**What to produce:** Your answer should consist of the lines below that hold the word "branch".

(Referring expression pointing data)
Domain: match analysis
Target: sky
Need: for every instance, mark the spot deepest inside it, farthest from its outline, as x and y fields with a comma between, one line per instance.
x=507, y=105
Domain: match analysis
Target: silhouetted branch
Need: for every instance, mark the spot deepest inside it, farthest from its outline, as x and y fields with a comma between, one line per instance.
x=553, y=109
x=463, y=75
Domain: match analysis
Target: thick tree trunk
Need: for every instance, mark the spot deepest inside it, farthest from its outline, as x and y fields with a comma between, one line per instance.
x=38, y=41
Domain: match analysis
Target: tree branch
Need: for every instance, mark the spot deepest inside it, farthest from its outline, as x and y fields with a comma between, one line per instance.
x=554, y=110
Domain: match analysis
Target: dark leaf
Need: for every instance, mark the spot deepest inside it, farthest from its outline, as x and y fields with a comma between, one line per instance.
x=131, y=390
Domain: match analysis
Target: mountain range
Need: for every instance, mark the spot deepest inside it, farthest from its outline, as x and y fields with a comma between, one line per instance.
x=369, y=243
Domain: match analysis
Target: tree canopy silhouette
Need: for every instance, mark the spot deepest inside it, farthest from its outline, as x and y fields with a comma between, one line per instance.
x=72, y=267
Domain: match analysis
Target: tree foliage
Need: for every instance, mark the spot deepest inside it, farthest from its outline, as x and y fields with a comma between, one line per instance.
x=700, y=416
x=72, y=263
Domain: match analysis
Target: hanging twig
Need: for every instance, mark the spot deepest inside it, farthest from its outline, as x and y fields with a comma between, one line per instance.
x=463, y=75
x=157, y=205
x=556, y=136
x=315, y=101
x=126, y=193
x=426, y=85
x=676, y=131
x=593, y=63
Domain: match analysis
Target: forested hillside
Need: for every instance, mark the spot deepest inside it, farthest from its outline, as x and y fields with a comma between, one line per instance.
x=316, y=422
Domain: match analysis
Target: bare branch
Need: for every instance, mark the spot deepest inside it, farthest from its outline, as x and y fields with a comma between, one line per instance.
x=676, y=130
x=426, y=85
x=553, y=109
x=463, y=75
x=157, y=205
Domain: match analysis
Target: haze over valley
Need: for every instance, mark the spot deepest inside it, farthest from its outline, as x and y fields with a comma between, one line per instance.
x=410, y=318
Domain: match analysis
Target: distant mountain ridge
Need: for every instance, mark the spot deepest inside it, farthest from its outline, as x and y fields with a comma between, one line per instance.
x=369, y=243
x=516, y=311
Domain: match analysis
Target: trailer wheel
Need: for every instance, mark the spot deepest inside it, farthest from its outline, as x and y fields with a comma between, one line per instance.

**The answer:**
Target: silhouetted branch
Target: tree branch
Target: bare branch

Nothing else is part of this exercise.